━━ Data section

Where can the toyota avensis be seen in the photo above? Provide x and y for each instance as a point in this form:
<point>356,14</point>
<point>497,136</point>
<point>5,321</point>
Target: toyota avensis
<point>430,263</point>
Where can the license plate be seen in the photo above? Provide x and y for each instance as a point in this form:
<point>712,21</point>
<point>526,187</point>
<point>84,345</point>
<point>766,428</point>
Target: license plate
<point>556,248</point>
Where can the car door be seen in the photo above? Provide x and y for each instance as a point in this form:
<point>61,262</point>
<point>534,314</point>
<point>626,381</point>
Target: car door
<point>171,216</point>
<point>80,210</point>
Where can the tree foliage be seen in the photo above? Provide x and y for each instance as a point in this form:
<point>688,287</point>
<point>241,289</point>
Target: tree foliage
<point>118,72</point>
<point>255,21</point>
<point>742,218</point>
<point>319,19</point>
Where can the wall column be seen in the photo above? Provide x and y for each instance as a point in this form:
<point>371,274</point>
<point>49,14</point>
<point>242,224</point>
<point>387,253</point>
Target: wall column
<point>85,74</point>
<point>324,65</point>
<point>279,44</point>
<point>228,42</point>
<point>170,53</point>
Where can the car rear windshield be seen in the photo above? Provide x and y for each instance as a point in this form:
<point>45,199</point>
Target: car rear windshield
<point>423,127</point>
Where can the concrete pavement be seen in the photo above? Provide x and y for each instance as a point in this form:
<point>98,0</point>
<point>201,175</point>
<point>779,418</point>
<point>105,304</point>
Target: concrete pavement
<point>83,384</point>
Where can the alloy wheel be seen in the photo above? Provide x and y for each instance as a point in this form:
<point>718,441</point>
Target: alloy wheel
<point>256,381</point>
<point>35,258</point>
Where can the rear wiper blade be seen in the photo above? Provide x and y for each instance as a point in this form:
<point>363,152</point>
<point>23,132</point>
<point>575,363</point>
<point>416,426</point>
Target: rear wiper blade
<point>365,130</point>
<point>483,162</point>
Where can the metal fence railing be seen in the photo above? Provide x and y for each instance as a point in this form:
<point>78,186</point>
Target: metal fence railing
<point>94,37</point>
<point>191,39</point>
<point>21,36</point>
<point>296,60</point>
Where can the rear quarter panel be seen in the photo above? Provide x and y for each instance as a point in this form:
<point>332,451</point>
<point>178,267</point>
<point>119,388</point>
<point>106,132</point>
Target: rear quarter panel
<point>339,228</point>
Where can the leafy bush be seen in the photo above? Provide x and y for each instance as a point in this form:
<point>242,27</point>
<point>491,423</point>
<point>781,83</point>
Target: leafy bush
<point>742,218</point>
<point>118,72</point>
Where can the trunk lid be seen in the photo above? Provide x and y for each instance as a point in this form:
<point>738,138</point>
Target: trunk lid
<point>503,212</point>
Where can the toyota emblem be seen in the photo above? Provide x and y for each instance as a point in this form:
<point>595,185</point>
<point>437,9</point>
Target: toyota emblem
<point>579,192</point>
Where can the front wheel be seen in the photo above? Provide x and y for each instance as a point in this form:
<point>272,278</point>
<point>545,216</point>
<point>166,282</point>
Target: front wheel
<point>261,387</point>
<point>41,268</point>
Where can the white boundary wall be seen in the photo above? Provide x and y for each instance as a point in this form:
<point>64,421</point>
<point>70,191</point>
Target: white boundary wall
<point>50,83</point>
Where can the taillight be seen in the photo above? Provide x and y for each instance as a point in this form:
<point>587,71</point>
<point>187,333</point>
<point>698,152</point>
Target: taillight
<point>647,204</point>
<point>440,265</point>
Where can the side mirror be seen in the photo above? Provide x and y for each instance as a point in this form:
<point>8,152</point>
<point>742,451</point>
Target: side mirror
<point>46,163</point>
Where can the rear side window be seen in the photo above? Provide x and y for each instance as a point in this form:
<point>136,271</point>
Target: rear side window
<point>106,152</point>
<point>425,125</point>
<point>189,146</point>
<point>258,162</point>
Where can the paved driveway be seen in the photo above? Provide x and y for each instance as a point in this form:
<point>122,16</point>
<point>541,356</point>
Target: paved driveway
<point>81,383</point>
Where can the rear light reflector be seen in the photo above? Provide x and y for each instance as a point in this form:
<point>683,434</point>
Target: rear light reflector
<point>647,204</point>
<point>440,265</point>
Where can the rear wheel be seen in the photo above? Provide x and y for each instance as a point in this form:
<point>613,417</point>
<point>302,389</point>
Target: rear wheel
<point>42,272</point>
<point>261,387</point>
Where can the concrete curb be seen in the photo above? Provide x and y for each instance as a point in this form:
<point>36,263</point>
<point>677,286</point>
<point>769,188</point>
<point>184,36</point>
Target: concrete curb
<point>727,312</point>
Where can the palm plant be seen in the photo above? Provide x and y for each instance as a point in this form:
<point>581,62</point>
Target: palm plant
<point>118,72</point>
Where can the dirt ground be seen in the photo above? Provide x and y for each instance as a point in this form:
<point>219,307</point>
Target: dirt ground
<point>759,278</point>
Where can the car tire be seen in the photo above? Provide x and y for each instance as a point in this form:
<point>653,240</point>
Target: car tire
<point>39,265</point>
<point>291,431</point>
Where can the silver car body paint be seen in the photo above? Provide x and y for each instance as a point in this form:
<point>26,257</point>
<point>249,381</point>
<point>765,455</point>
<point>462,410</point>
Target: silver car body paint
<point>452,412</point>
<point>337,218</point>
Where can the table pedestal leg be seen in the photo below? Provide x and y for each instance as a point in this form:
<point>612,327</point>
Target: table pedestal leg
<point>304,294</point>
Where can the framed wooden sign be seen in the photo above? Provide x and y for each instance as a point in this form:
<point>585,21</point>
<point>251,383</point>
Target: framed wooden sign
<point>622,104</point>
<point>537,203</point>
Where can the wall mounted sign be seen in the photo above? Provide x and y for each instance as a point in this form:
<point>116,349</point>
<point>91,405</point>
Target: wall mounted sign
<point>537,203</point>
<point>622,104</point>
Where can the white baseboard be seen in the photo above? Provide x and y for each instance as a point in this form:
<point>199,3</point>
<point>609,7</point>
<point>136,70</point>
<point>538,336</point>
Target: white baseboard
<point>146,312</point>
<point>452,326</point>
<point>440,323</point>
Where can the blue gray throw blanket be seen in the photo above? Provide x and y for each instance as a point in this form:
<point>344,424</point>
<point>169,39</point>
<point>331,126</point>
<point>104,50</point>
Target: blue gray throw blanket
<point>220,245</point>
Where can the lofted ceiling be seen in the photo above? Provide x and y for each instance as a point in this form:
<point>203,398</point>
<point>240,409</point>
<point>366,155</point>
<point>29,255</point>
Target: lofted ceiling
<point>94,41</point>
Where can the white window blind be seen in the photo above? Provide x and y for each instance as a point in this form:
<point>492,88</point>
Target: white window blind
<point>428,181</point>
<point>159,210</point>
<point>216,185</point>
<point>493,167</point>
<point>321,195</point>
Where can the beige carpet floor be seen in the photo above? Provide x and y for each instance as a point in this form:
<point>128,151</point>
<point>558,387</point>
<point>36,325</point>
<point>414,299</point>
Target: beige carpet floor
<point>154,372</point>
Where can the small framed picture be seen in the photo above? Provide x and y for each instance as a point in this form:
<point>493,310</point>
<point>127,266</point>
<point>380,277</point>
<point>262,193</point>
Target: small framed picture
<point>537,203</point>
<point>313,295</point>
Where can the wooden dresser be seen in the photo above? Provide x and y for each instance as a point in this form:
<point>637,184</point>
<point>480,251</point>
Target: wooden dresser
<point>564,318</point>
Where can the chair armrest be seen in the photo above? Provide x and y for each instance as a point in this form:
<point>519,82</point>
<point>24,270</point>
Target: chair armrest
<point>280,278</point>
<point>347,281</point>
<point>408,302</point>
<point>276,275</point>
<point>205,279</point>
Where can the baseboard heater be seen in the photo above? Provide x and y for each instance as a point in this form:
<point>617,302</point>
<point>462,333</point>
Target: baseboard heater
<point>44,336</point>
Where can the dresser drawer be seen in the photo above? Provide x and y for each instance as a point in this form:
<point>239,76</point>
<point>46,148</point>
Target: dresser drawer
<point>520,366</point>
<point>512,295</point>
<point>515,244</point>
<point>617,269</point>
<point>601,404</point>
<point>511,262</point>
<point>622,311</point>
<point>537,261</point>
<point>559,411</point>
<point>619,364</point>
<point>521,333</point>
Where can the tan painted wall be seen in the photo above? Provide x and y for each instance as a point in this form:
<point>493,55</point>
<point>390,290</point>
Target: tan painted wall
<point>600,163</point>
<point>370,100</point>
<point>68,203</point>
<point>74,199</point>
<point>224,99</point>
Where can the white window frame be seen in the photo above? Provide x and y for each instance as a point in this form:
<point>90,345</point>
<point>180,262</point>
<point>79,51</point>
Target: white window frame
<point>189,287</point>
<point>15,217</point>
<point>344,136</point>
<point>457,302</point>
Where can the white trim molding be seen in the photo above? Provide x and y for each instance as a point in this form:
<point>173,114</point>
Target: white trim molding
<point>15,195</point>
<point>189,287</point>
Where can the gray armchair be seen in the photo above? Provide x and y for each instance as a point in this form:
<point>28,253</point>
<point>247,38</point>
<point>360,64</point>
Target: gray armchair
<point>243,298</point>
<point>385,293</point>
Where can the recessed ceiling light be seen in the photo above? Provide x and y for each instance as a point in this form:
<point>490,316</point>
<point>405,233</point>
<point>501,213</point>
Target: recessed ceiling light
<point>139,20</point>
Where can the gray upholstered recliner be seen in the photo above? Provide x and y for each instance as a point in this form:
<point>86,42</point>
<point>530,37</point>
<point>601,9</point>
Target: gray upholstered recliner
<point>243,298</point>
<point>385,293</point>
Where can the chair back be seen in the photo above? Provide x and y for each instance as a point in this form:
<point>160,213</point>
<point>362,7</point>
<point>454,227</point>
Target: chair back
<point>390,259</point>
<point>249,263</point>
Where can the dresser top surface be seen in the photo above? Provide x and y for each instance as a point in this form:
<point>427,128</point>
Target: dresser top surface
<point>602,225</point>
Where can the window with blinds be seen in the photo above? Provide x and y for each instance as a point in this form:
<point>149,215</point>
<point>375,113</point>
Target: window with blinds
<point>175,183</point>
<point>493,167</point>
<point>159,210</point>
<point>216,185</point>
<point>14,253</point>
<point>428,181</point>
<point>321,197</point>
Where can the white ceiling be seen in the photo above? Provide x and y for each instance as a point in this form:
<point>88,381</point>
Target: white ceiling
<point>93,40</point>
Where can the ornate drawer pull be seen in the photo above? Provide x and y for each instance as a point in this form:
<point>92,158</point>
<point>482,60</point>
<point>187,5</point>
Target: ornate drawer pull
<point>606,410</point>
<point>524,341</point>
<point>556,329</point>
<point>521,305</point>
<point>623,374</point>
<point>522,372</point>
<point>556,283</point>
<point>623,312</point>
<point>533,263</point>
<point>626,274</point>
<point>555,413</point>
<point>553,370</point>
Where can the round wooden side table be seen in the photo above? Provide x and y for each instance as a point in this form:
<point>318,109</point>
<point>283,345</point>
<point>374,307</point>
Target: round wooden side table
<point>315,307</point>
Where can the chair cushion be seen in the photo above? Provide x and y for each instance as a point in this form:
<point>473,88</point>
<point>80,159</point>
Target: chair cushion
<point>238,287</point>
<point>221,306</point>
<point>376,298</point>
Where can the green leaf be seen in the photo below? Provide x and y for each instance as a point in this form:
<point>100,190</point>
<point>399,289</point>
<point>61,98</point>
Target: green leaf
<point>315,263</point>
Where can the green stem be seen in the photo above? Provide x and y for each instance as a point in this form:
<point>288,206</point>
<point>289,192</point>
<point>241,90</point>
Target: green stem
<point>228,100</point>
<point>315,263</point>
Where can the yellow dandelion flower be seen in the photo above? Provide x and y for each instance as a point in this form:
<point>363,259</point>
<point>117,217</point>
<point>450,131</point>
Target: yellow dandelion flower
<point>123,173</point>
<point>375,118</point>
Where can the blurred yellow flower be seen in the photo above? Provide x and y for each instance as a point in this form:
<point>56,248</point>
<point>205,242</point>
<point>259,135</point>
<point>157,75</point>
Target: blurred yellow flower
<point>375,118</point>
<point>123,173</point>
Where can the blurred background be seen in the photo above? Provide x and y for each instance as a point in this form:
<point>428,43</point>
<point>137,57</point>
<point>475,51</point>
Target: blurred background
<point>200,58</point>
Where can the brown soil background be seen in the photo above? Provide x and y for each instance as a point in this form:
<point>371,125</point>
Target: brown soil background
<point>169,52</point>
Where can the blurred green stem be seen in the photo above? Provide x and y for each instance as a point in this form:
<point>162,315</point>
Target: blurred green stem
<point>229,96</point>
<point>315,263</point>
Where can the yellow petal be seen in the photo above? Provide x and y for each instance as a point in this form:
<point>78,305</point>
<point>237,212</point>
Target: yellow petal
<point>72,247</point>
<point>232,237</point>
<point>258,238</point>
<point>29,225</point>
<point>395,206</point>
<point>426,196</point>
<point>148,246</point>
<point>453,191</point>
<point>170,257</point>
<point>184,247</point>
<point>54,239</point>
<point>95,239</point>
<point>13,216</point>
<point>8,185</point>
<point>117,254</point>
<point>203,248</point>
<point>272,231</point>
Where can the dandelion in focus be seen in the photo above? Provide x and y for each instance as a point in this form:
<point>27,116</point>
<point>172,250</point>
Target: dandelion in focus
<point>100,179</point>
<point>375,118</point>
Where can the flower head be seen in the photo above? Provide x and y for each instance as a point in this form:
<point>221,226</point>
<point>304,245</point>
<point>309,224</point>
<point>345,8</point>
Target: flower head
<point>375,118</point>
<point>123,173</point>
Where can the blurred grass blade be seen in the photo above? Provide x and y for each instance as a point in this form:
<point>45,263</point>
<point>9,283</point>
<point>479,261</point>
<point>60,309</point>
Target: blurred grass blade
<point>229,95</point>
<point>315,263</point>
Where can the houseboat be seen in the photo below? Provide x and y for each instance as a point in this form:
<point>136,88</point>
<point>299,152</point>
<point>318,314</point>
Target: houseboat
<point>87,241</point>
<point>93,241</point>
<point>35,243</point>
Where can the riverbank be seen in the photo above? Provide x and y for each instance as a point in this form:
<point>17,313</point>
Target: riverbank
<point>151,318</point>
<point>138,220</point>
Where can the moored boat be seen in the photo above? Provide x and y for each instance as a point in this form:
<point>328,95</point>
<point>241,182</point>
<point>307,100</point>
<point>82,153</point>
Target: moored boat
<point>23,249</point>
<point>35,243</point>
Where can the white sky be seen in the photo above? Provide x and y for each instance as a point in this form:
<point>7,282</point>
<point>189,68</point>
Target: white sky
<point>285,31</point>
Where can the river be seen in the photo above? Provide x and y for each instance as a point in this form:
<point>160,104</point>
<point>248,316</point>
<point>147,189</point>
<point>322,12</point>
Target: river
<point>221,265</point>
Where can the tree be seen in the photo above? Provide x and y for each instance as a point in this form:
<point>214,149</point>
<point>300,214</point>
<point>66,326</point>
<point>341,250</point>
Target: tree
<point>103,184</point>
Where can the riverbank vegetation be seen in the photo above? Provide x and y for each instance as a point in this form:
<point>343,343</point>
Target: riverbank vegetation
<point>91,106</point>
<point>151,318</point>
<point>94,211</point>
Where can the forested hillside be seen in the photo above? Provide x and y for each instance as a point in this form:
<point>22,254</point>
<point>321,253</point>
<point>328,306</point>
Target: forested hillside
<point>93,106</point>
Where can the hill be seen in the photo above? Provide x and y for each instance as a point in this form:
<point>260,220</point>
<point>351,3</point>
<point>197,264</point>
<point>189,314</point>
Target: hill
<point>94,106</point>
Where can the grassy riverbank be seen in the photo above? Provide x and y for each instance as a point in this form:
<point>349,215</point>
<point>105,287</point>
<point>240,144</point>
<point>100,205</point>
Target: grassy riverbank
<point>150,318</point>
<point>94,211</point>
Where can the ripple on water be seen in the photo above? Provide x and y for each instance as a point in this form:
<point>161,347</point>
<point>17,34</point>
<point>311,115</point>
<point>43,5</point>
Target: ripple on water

━━━━

= Brief =
Quote the lines in the items above from the line with "Where can the tree foliage" up to and including the line with "<point>483,162</point>", reproducing each one word for word.

= Exercise answer =
Where can the tree foliage be seen in the photo above? Provide x and y for each instance as a point in this form:
<point>688,287</point>
<point>241,289</point>
Target: tree foliage
<point>118,72</point>
<point>255,21</point>
<point>742,218</point>
<point>319,19</point>
Where can the wall column be seen in the photo above? Provide x and y for each instance as a point in this form:
<point>371,274</point>
<point>49,14</point>
<point>242,224</point>
<point>387,253</point>
Target: wall column
<point>85,74</point>
<point>324,65</point>
<point>279,44</point>
<point>228,42</point>
<point>170,53</point>
Where can the car rear windshield be seen in the photo above? Provide x and y for each instance as a point in this form:
<point>45,199</point>
Target: car rear windshield
<point>423,127</point>
Where can the concrete pavement be seen in the photo above? Provide x and y for each instance as a point in this form:
<point>98,0</point>
<point>201,175</point>
<point>779,418</point>
<point>105,304</point>
Target: concrete pavement
<point>83,384</point>
Where can the alloy wheel be seen in the photo above? Provide x and y for each instance as a point in this form:
<point>718,441</point>
Target: alloy wheel
<point>256,381</point>
<point>35,258</point>
Where can the rear wiper blade be seen in the photo above? Provide x and y for each instance as a point in this form:
<point>363,152</point>
<point>23,132</point>
<point>575,363</point>
<point>416,426</point>
Target: rear wiper blade
<point>365,130</point>
<point>483,162</point>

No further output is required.